■ **What to produce**
Rewrite every row below, replacing "innermost point" with "core point" and changing nothing else. Leave the pictures out of your answer.
━━━━━━━━━━━━━━━━━━━━━━━━━━━━━━
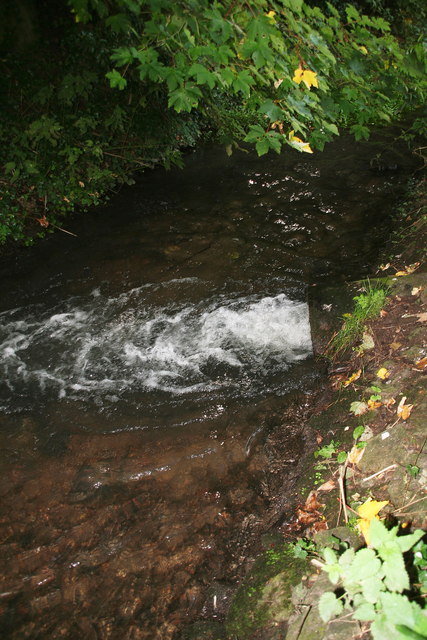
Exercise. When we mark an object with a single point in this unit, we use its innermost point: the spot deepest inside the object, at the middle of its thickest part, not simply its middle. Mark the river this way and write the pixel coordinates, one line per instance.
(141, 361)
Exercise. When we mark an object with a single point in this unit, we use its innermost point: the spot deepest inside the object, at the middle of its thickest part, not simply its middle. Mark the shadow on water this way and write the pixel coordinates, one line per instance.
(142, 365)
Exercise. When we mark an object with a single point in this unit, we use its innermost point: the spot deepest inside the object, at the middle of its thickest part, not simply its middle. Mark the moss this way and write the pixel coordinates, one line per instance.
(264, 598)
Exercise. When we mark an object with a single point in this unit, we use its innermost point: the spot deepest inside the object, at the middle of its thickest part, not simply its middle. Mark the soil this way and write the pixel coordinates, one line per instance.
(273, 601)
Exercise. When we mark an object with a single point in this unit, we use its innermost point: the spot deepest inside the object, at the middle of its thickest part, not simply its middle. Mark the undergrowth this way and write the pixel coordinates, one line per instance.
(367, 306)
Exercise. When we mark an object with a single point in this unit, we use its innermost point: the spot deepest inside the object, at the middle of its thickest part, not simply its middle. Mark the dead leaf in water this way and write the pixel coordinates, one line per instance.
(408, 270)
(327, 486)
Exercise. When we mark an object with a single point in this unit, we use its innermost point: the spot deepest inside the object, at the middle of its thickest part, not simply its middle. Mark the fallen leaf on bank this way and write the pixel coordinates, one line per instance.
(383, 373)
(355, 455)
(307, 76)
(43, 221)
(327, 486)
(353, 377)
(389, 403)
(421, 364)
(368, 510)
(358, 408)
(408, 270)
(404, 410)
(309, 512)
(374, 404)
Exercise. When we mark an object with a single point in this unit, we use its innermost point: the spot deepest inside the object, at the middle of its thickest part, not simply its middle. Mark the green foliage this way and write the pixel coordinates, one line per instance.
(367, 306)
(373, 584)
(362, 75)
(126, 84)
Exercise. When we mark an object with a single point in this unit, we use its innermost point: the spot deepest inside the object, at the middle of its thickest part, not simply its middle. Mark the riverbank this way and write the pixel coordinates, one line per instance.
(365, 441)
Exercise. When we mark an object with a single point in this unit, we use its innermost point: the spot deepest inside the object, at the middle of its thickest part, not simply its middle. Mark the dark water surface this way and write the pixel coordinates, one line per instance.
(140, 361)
━━━━━━━━━━━━━━━━━━━━━━━━━━━━━━
■ **Task response**
Exercise. When we mark an object with a single point in this unit, we use its core point: the spot deepest inside the object, at the middle of its thickest part, not simply its middle. Mark the river this way and write the pixel coordinates, one line per instance.
(141, 361)
Exercise. When we mark an object with a single point in this unit, we use its core point: the spot deepest inside the object, at the middle of its thickest part, not simply its middle. Mark the shadow on water this way and write the pixel coordinates, one line per instance.
(142, 365)
Exercise. When we mark an object with a single point in this unit, we use its core point: the spot deepest inside the object, at the middle of its thickest part, not simply its middle. Mark the moss this way and write the pixel coordinates, one line per instance.
(264, 598)
Exercise. When we mark an object with a single point in this unit, we use its core point: the spot deepest inside the object, at the middle of its thickest part, not simply its middle. Mark the soil this way and write the pixel coordinates, one line per instance.
(273, 601)
Exercise. When we mark an object with a single point in this unit, we use its core point: the spot deepest inside the object, at the middle of its thickest part, not simply its middle. Mark the undergrowth this way and write the pixel coordinates, one line per instance.
(367, 306)
Exercise. When we mark an object with a single point in this unit, we use its core point: the spot deepest inside the object, at the middle of its thickest part, not simply its middle. Mark the dead leaf in water this way and write the pixel coordinates, one line per instance.
(408, 270)
(327, 486)
Exercise. When we mark an object with a single point in this unit, we use its core point: the spot deepest inside the object, at the middle of its thickest part, not simply its middle. Mark the fallen leaf on bank this way and write the pixel coordinates, one line per instance.
(383, 373)
(355, 455)
(307, 76)
(43, 221)
(327, 486)
(353, 377)
(389, 403)
(421, 364)
(368, 510)
(358, 408)
(408, 270)
(404, 410)
(309, 512)
(374, 404)
Exercise. When we mark an object with a single point in this unit, we use its core point: the spot deepest inside the object, at the middle of its thickest part, not simply its middle. Mark the green foliage this way and write the pixel coordinates, one line per instance.
(367, 306)
(373, 584)
(362, 75)
(126, 84)
Exercise. When we mark an object with a single point in this unit, we use its core point: the spot deepest inside the object, at the middle of its thickest part, not simply its middle. Mark the riverbank this way and write the pixel coordinates, one line per instance.
(365, 441)
Exercise. When we mark an object with a single point in this unit, we use its core point: the spot deepest inside the object, at the middle of its thickest part, not simply its middle. Mark the dark water surface this way and write the pixel coordinates, one line per instance.
(140, 361)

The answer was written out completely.